Exercise objective ▸
Reproduce the listing below line for line, without changing any wording, and leave out the pictures.

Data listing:
↓

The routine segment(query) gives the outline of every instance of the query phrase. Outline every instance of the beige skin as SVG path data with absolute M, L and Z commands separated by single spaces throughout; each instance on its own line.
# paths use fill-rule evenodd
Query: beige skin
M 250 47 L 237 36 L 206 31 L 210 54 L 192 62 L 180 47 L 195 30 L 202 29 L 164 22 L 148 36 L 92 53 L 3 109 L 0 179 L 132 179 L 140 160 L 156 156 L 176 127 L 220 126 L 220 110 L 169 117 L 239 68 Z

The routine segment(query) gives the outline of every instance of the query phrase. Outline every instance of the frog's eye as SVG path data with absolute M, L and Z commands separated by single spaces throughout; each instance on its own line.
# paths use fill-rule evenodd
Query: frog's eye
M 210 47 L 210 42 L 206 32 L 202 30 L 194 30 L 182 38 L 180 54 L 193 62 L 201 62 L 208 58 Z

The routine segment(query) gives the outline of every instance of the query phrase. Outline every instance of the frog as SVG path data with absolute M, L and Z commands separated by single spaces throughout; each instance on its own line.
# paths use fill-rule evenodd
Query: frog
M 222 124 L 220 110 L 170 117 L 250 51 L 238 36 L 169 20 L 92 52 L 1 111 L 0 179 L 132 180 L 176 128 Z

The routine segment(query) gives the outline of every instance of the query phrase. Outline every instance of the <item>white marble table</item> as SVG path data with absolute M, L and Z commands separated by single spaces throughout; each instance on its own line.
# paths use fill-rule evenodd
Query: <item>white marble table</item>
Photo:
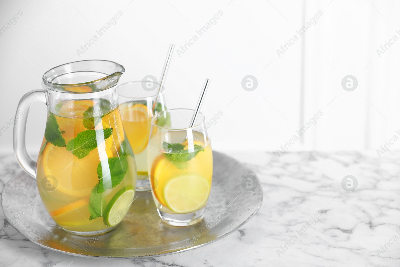
M 180 257 L 79 258 L 11 227 L 0 237 L 0 266 L 400 266 L 400 152 L 320 152 L 228 153 L 256 171 L 263 205 L 228 237 Z M 0 156 L 0 191 L 20 171 L 13 155 Z M 348 175 L 358 182 L 353 192 L 342 187 Z M 2 210 L 0 220 L 7 224 Z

↑

Finished task ▸
The routine segment(query) gives the outline of every instance of the query phrase. Outline every instance of the beige skin as SVG path data with absolute M, L and Z commands separated by single spaces throughout; each instance on its own line.
# paths use fill-rule evenodd
Query: beige skin
M 250 47 L 237 36 L 206 31 L 210 54 L 192 62 L 180 47 L 195 30 L 202 29 L 164 22 L 148 36 L 92 53 L 3 109 L 0 179 L 132 179 L 140 160 L 156 156 L 176 127 L 220 126 L 220 110 L 169 117 L 239 68 Z

The routine segment(query) gives the outline of every instance of the query phrase. Outline every instance of the frog's eye as SVG path data with absolute M, L and Z commands separated by single spaces throughout; each instance on its own line.
# paths use fill-rule evenodd
Query: frog's eye
M 210 47 L 210 42 L 206 32 L 202 30 L 194 30 L 182 38 L 180 54 L 193 62 L 201 62 L 208 58 Z

The routine segment(query) gives the outline of every instance of the query phrase. Outline every instance of the frog as SVG path data with absolute M, L and Z commands separated by single spaces throughout; each instance on its own line.
# paths use fill-rule evenodd
Query: frog
M 222 124 L 220 110 L 170 117 L 250 51 L 238 36 L 169 20 L 92 52 L 1 111 L 0 179 L 132 180 L 176 128 Z

The routine segment(query) gives the outline of every instance of the query phrase. Outline every instance of the <item>white marble table</item> as SVG path data with absolute M, L and Z commands separated by single spaces throughout; each instance on its own line.
# paths use fill-rule evenodd
Query: <item>white marble table</item>
Photo:
M 180 257 L 79 258 L 11 227 L 0 237 L 0 266 L 400 266 L 400 152 L 320 152 L 228 153 L 256 171 L 263 205 L 228 237 Z M 0 156 L 0 191 L 20 171 L 13 155 Z M 348 175 L 358 182 L 353 192 L 342 187 Z M 2 210 L 0 220 L 7 224 Z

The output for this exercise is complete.